» **Prompt**: In the lines below, from the one containing "Please examine the photo and determine if any illuminated" down to the one containing "657 306 803 405", swap "photo" for "image" and leave everything else unchanged. Give back only those lines, and leave out the pictures.

########################################

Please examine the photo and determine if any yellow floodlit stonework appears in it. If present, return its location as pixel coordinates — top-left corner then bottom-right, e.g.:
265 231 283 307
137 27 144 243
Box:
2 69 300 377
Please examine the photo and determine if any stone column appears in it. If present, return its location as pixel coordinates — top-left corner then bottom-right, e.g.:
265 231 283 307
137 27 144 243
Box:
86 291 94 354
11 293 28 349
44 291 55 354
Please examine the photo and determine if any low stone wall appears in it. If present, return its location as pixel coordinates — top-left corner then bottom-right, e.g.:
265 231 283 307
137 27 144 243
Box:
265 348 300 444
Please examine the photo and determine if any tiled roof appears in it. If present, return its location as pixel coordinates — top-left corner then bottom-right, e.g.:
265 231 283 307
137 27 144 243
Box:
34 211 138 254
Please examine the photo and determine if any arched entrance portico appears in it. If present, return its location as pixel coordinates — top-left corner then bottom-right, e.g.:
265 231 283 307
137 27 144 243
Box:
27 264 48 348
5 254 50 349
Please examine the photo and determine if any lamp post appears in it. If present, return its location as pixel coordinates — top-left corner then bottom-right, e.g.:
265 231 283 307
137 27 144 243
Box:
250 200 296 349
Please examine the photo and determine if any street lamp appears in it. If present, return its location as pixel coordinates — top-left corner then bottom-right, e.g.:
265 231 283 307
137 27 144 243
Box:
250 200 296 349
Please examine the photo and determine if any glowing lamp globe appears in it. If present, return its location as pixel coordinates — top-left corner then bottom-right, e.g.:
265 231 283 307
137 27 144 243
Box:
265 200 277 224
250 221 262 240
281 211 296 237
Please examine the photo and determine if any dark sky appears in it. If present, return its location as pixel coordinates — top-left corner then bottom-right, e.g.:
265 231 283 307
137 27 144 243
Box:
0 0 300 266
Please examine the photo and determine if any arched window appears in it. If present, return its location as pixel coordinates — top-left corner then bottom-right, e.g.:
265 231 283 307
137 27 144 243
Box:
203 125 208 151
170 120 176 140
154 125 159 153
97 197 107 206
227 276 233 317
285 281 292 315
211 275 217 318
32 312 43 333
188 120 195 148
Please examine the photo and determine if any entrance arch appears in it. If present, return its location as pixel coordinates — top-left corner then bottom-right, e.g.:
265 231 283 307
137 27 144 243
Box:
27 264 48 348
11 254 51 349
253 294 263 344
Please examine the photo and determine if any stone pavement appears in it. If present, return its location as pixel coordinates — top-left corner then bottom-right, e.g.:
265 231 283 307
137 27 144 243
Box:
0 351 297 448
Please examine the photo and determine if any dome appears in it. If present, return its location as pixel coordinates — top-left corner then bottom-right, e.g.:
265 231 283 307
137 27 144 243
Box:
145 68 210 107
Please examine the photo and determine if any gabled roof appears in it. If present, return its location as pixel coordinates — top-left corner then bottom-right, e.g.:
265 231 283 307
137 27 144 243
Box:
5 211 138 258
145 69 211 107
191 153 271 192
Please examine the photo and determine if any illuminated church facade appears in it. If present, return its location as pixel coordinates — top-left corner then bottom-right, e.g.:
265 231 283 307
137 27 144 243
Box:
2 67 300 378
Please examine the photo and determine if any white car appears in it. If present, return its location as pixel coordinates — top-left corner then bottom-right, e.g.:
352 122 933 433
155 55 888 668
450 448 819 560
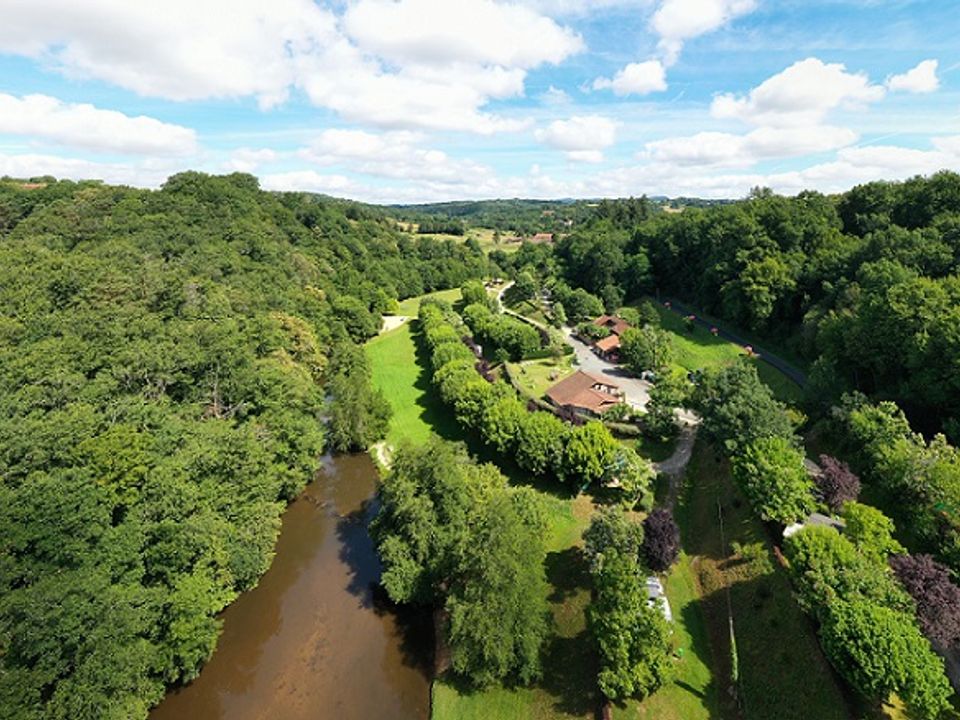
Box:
647 575 673 622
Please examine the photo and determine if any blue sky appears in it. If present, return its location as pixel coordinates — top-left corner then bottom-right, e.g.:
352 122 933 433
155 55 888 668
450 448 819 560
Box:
0 0 960 202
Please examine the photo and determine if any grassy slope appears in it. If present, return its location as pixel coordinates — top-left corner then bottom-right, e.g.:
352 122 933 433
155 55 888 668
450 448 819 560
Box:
510 355 573 398
366 291 596 719
677 443 849 720
432 495 597 720
657 306 803 405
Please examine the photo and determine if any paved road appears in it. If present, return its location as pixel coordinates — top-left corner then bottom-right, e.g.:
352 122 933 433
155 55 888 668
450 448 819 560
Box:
667 298 807 387
563 327 652 410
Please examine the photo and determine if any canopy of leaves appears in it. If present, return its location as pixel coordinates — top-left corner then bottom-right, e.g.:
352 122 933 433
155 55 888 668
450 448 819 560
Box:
890 555 960 647
0 173 488 719
691 362 793 450
642 507 680 572
587 549 673 699
371 439 547 686
732 437 815 525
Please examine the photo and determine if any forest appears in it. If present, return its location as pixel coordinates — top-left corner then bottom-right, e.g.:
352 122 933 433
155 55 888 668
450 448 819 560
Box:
0 172 960 720
0 172 488 720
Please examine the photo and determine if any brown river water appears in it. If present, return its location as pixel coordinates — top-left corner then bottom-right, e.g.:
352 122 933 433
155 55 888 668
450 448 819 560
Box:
150 455 432 720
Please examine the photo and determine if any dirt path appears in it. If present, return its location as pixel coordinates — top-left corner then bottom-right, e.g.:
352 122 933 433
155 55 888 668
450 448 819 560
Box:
380 315 410 335
653 410 700 510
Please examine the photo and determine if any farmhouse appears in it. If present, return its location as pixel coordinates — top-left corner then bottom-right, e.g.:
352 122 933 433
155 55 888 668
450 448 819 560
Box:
547 370 623 415
593 315 630 362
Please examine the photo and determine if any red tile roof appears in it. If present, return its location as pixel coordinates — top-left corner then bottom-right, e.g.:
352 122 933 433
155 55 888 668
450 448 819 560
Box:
593 334 620 352
547 370 621 415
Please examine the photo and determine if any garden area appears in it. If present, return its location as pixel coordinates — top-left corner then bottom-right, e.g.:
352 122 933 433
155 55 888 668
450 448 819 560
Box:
644 303 803 406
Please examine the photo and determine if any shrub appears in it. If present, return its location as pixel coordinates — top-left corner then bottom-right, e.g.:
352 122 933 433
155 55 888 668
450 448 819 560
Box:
642 507 680 572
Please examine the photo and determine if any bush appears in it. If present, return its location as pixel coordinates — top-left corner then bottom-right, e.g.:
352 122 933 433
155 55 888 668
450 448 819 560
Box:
815 455 860 512
643 507 680 572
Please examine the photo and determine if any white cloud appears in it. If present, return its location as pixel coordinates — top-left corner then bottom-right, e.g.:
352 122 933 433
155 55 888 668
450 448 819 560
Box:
0 93 197 155
641 125 858 167
521 0 653 17
299 129 493 185
710 58 885 127
886 60 940 93
0 0 337 106
224 148 279 173
260 170 361 197
343 0 583 69
540 85 573 105
534 115 617 163
593 60 667 96
650 0 757 65
0 0 583 133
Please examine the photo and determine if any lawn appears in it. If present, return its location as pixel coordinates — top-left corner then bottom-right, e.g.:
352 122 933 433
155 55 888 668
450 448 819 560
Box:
365 323 463 447
657 305 803 406
613 553 719 720
509 355 573 398
394 288 460 317
677 442 850 720
432 495 597 720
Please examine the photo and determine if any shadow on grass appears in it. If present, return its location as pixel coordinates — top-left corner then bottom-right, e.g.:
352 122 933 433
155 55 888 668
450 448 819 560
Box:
545 547 590 603
540 630 600 716
412 322 577 500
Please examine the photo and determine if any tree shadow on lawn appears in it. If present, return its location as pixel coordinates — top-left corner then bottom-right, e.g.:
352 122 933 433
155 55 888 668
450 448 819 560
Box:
545 547 590 604
413 325 578 500
540 629 600 717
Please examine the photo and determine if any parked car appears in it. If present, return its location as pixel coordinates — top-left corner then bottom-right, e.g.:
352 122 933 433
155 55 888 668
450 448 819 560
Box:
647 575 673 623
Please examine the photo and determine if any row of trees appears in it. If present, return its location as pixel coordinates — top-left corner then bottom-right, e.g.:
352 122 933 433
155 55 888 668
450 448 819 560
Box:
463 303 542 362
370 438 549 687
784 524 953 720
583 508 679 700
833 395 960 572
693 363 960 718
420 300 653 501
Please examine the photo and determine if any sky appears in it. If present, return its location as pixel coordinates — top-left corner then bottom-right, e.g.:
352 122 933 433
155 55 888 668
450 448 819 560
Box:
0 0 960 203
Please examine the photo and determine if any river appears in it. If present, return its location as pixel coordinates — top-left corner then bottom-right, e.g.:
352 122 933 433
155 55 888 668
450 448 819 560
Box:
150 455 432 720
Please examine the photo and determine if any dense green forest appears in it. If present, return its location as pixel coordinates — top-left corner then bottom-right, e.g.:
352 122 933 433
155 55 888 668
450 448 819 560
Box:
532 172 960 442
0 173 488 720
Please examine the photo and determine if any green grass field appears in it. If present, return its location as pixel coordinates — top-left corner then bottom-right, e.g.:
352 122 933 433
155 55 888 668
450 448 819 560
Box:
663 443 850 720
613 553 719 720
394 288 460 317
432 495 597 720
657 305 803 406
365 323 463 447
509 355 573 398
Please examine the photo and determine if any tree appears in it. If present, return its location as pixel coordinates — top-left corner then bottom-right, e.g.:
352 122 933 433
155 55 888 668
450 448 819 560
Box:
516 412 569 475
587 550 673 699
840 502 904 563
732 437 815 525
620 325 673 375
691 362 793 452
460 280 490 307
370 438 547 686
550 301 567 327
890 555 960 648
564 420 620 484
447 488 548 687
583 507 643 573
511 270 537 302
642 507 680 572
815 455 860 512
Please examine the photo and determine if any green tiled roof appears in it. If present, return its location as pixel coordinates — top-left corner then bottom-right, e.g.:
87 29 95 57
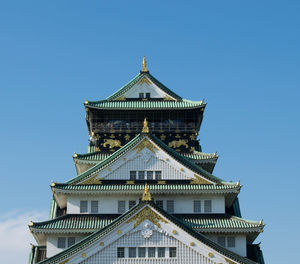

########################################

» **Complete answer**:
Please examine the image and determine if any illuminated church facade appears in it. If present, return its location as pixel coordinates — top-left corner then bottom-right, e.g.:
265 231 283 307
137 27 144 243
Box:
2 67 300 378
Please examine the image and determine if any white car appears in it. If present, return its location as pixel coordinates — top-left corner then bottom-right, e.g.:
352 122 933 433
155 55 888 668
450 448 819 560
Box:
647 575 673 622
Please examine the image and determine if any blue sky appears in it. If present, return its location as pixel coordinates — top-left corner then bottom-right, e.g.:
352 122 933 433
155 55 888 668
450 448 819 560
Box:
0 0 960 202
Please examine the image and determine if any grassy slope appears in it. If present, return its location as pixel coordinates — top-left corner then bottom-right, e.g.:
352 122 933 433
155 55 888 668
450 448 819 560
Box:
510 355 573 398
366 291 596 719
677 443 849 720
432 495 597 720
657 306 803 405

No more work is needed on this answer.